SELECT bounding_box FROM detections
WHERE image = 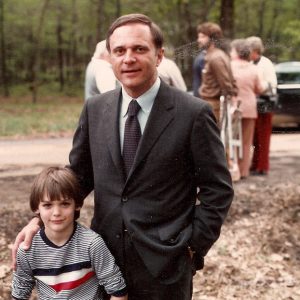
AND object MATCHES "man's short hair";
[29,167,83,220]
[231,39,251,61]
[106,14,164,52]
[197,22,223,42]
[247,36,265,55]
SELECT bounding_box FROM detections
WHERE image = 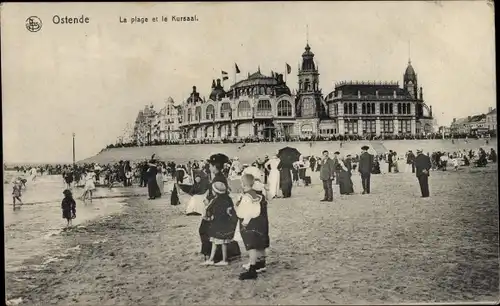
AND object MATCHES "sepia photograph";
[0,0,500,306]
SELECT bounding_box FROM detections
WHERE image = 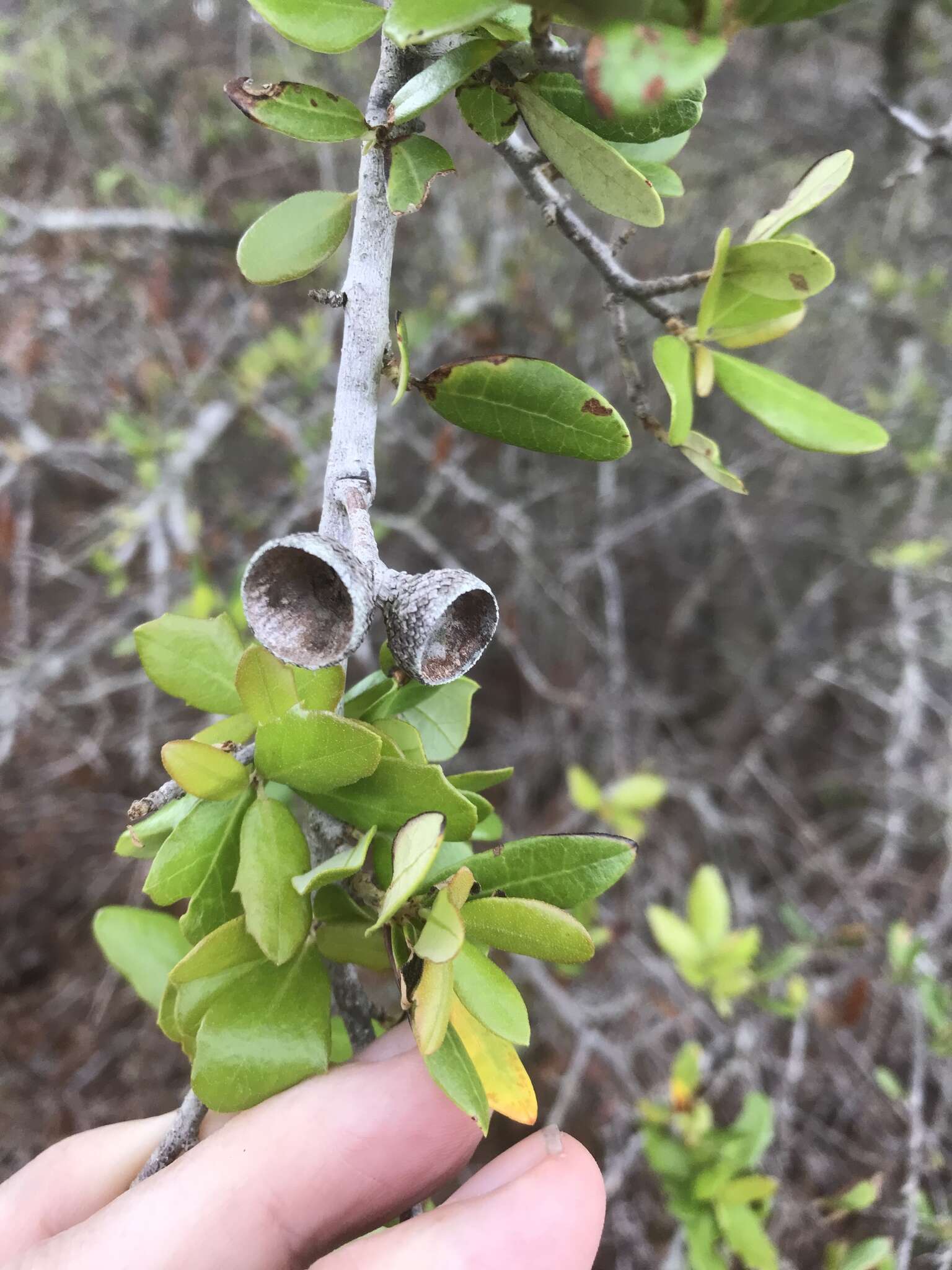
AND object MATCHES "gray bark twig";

◆ ◆ ◆ ◆

#### The task
Show each line from the entries above that contains the word "object".

#### Result
AND object MATCHES "man's short hair";
AND object MATCHES "sepia photograph";
AND object MATCHES "gray bark twig";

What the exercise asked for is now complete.